_Required work_
Output every line of the listing below as a numbered list with blank lines skipped and the pictures left out.

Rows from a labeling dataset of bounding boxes

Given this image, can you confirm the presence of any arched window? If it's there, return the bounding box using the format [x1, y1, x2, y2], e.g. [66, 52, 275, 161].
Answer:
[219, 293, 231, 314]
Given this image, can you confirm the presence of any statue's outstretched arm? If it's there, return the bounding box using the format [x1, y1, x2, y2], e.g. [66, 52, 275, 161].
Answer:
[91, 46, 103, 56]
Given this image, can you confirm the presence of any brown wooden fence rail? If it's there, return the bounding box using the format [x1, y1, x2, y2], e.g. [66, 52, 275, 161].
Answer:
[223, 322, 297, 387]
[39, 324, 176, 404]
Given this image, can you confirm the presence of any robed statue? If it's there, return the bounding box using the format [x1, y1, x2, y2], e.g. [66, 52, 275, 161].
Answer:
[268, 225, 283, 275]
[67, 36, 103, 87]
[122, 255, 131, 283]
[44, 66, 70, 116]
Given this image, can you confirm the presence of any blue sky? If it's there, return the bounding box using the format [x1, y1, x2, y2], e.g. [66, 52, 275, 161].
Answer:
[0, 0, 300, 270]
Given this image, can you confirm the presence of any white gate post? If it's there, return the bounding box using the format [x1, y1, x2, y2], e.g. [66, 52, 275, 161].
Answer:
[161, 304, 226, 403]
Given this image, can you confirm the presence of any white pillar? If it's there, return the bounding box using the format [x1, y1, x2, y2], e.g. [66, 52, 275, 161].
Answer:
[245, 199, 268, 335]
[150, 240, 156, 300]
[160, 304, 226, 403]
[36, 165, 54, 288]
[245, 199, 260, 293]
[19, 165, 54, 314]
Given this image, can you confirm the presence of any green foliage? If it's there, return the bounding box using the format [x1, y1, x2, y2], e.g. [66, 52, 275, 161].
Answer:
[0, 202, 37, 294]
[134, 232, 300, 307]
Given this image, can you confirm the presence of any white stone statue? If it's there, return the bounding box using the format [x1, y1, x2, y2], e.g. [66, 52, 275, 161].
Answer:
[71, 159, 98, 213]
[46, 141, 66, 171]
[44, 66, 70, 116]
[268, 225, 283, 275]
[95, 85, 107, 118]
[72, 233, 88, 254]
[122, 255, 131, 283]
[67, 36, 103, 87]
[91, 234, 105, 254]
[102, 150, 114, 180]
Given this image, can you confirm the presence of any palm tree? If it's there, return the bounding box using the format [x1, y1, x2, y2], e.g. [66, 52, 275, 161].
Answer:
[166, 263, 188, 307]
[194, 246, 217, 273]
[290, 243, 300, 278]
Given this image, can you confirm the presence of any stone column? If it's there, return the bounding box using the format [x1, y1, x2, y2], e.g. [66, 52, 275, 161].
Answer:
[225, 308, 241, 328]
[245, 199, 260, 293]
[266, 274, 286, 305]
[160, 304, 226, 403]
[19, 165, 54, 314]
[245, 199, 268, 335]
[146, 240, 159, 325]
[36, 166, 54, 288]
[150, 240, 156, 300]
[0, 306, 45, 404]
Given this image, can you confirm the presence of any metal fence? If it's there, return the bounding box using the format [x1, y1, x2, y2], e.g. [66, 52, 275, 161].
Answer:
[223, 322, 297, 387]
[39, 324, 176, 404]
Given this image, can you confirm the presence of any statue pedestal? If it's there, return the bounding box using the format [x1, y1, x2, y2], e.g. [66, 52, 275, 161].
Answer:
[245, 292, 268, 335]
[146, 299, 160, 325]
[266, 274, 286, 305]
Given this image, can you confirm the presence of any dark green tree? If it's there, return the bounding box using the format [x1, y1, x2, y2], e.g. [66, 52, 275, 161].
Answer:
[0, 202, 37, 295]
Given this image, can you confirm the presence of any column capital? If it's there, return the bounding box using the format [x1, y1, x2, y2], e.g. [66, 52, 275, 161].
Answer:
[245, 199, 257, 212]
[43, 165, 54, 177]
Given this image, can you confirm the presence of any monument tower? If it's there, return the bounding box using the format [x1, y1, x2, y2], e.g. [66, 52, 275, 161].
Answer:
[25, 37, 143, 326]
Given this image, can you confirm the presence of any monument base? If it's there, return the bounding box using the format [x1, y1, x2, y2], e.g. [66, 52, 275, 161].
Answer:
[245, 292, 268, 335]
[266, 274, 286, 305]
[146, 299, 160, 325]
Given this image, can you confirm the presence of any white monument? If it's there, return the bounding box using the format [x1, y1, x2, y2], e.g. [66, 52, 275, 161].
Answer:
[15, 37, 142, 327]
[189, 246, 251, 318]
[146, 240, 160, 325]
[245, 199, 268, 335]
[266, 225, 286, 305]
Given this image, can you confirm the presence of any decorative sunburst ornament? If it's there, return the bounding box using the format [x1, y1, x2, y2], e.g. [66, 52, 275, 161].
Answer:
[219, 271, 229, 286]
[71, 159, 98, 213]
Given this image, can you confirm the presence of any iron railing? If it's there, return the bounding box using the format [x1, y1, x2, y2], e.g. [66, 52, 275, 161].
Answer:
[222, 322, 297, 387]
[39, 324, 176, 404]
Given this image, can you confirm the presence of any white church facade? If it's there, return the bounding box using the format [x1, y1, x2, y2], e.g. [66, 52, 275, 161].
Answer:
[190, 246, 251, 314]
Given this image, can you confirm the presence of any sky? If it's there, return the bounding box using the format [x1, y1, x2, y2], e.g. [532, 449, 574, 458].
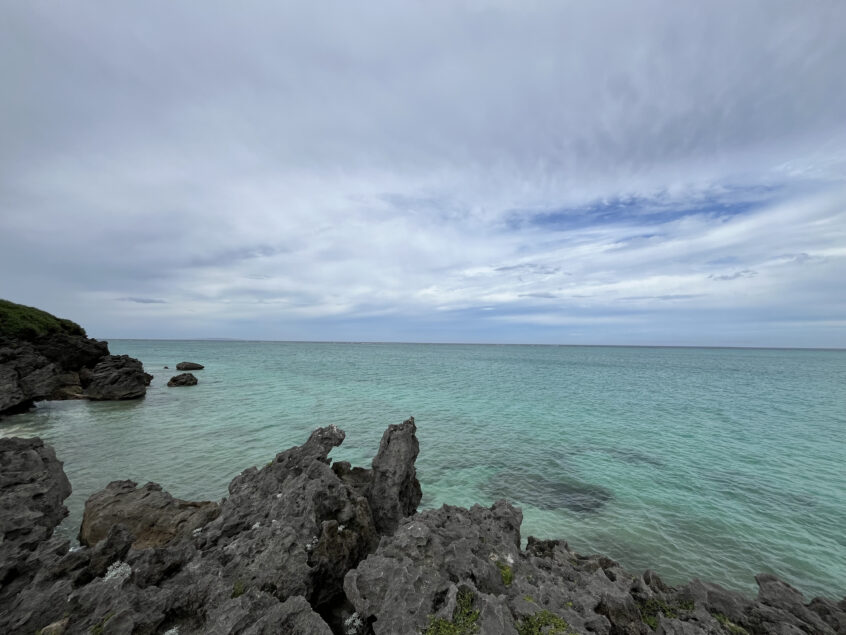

_Written answer_
1. Given this image, can you confirm the presence of any arched window? If it's there, return the bounding box using the format [x1, y1, x2, y2], e.g. [66, 52, 275, 161].
2. Answer:
3. [219, 293, 231, 314]
4. Given this image, can you confirm the presence of any statue's outstretched arm? If it's there, return the bounding box using the format [x1, y1, x2, y2], e.g. [66, 52, 275, 161].
5. Answer:
6. [91, 46, 103, 56]
7. Given this image, can you confirm the presence of any brown wooden fence rail? If it's there, return the bounding box using the format [x1, y1, x2, y2], e.g. [66, 52, 275, 161].
8. Answer:
9. [223, 322, 297, 387]
10. [39, 324, 176, 404]
11. Given this image, can you confirm the presence of any robed statue? If it's there, return the bounding box using the format [x1, y1, x2, y2], e.g. [66, 52, 275, 161].
12. Answer:
13. [268, 225, 283, 275]
14. [67, 36, 103, 87]
15. [122, 255, 131, 283]
16. [44, 66, 70, 116]
17. Given this image, can you confirm the presence of any blue sky? If it's there, return the bounding box using the format [x1, y1, x2, y2], e.g. [66, 52, 275, 161].
18. Answer:
19. [0, 0, 300, 270]
20. Given this image, can you confirm the presence of any white gate post? If it's there, return the bounding box using the format [x1, y1, x2, y2], e.g. [66, 52, 275, 161].
21. Answer:
22. [161, 304, 226, 403]
23. Given this image, can you confirm the presence of any white pillar? If it's there, return the bounding box using the format [x1, y1, x2, y2], e.g. [66, 52, 275, 161].
24. Answer:
25. [245, 199, 268, 335]
26. [150, 240, 156, 300]
27. [160, 304, 226, 403]
28. [36, 165, 54, 288]
29. [245, 199, 260, 293]
30. [19, 165, 54, 314]
31. Given this image, can you confirm the presence of any green foliage? If it's there, return the bounding box using the format [x1, y1, x2, y2], e.g. [66, 52, 275, 161].
32. Answer:
33. [0, 202, 37, 294]
34. [134, 232, 300, 307]
35. Given this image, can you confirm the presence of any white stone statue? If it's there, return the bounding box using the format [x1, y1, x2, y2], e.g. [66, 52, 275, 161].
36. Answer:
37. [71, 159, 98, 213]
38. [46, 141, 66, 171]
39. [44, 66, 70, 116]
40. [268, 225, 283, 275]
41. [95, 85, 107, 118]
42. [72, 233, 88, 254]
43. [122, 255, 131, 283]
44. [67, 36, 103, 87]
45. [91, 234, 105, 254]
46. [102, 150, 114, 180]
47. Given this image, can you confirm the presence of any palm tree? If it's there, return the bounding box using the format [x1, y1, x2, y2], e.g. [66, 52, 275, 161].
48. Answer:
49. [166, 263, 188, 307]
50. [194, 246, 217, 273]
51. [290, 243, 300, 278]
52. Given this image, can you confirm the presence of any stone column? If it's there, return the bounding box using the format [x1, y1, x2, y2], e.g. [66, 52, 275, 161].
53. Answer:
54. [225, 308, 241, 328]
55. [245, 199, 260, 293]
56. [266, 274, 286, 305]
57. [160, 304, 226, 403]
58. [19, 165, 54, 314]
59. [245, 199, 268, 335]
60. [146, 240, 159, 325]
61. [36, 166, 54, 288]
62. [150, 240, 156, 300]
63. [0, 306, 45, 404]
64. Given this image, can you confirm the presence of any metal fence? If it's there, return the bounding box using the format [x1, y1, x2, y2], e.g. [66, 52, 275, 161].
65. Answer:
66. [223, 322, 297, 387]
67. [39, 324, 176, 404]
68. Given this image, can you confirm the presence of any statue pedestal? If it's there, return the bounding box using the format [x1, y1, x2, y2], e.g. [66, 52, 275, 161].
69. Answer:
70. [245, 292, 268, 335]
71. [146, 299, 160, 325]
72. [266, 274, 286, 305]
73. Given this image, can you confirm the presence of any dark green tree? If it's there, return the bounding box using the format [x1, y1, x2, y2], e.g. [66, 52, 275, 161].
74. Answer:
75. [0, 202, 37, 295]
76. Given this image, can you confirm the presence of any column capital? If it's there, return the bounding box using the format [x1, y1, x2, y2], e.g. [66, 52, 275, 161].
77. Answer:
78. [245, 199, 257, 212]
79. [43, 165, 54, 177]
80. Given this image, can you confirm the presence of any monument tower? If it's there, return the bounding box using the format [x1, y1, x2, y2], e.g. [66, 52, 275, 161].
81. Answer:
82. [25, 37, 143, 326]
83. Given this image, can you confirm the presence of any monument base? If it's there, return the bounding box using the format [x1, y1, x2, y2], e.g. [66, 52, 275, 161].
84. Answer:
85. [245, 292, 268, 335]
86. [266, 274, 286, 305]
87. [146, 299, 160, 325]
88. Given this image, can you confirm the presence of any white monument? If it's there, return the bounding box using the format [x1, y1, x2, y2], e.g. [66, 52, 275, 161].
89. Answer:
90. [15, 37, 142, 327]
91. [189, 246, 251, 318]
92. [146, 240, 160, 325]
93. [245, 199, 268, 335]
94. [266, 225, 286, 305]
95. Given this image, can you confirm the presence of any decorative sunburst ornament? If it's there, return the bounding box using the format [x1, y1, x2, y2], e.g. [66, 52, 275, 161].
96. Answer:
97. [219, 271, 229, 286]
98. [71, 159, 98, 213]
99. Given this image, can you confirm the presence of any iron railing? If it's there, return the bounding box using the format [x1, y1, x2, y2], e.g. [66, 52, 275, 161].
100. Answer:
101. [222, 322, 297, 387]
102. [39, 324, 176, 404]
103. Given this image, can you confirm the presence of any white church facade? If it's there, return the bounding box using the format [x1, y1, x2, y2], e.g. [66, 52, 275, 161].
104. Answer:
105. [190, 246, 251, 314]
106. Given this image, can you confirm the presence of any sky? If it's there, return the bounding box using the format [x1, y1, x2, y2], e.g. [532, 449, 574, 458].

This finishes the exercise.